§ THE TASK: Reproduce the listing below precisely, leaving every line intact.
---
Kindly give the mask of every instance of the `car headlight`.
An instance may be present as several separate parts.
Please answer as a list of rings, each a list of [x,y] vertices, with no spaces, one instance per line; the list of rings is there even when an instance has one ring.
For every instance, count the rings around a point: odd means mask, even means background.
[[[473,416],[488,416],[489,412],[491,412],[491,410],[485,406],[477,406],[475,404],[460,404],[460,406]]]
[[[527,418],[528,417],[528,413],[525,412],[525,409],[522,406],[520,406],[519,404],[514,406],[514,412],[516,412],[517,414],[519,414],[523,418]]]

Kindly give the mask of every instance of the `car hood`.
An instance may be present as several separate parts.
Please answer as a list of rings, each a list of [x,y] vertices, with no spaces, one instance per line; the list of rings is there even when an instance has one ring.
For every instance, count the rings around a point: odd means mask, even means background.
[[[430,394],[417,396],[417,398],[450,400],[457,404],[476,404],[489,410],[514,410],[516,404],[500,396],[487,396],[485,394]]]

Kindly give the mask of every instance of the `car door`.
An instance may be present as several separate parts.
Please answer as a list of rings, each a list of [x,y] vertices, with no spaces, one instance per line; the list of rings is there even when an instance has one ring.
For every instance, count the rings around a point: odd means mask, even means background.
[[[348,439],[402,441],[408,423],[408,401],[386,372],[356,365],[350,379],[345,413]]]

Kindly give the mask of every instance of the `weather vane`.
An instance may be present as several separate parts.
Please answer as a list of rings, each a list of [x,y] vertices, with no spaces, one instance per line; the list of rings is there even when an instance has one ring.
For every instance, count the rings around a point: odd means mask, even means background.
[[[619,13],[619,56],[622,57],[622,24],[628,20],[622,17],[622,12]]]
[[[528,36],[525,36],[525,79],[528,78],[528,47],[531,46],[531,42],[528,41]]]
---
§ EXERCISE OUTPUT:
Kindly give the mask of every instance of the `car headlight`.
An instance may be present as several separate parts.
Please answer as a list of rings, each a list of [x,y] vertices, with no spaces, one instance per line; the list of rings is there even when an instance has one ring.
For every instance, count the rings around a point: odd means mask, even means background.
[[[473,416],[488,416],[489,412],[491,412],[491,410],[485,406],[477,406],[475,404],[460,404],[460,406]]]
[[[527,418],[528,417],[528,413],[525,412],[525,409],[522,406],[520,406],[519,404],[514,406],[514,412],[516,412],[517,414],[519,414],[523,418]]]

Kindly give the mask of every instance of the `car hood`.
An instance may be present as several separate parts.
Please answer as a list of rings, each a list of [x,y] vertices, with no spaces, one instance per line; the list of rings is there even when an instance has one ring.
For every instance, count the rings around a point: odd means mask, even means background.
[[[430,394],[417,396],[417,398],[450,400],[457,404],[476,404],[489,410],[514,410],[516,404],[500,396],[487,396],[485,394]]]

Kindly give the mask of every instance of the `car door`.
An instance may be present as several separate parts.
Please answer as a list of rings, each a list of [x,y] vertices, with no spaces, one instance per line; the list of rings is there even when an instance has one ring.
For every instance, count the rings around a point: odd means mask, even means background.
[[[348,439],[402,441],[408,423],[408,401],[386,372],[356,365],[350,379],[345,413]]]

Kindly give the mask of every instance of the `weather vane`.
An instance may be present as several separate parts.
Please answer as a list of rings, each a list of [x,y] vertices, with no spaces, one instance per line; the list of rings is there even when an instance has one ring.
For every instance, count the rings around a point: odd means mask, even means background.
[[[619,13],[619,56],[622,57],[622,24],[628,20],[622,17],[622,12]]]
[[[528,36],[525,36],[525,79],[528,78],[528,47],[531,46],[531,42],[528,41]]]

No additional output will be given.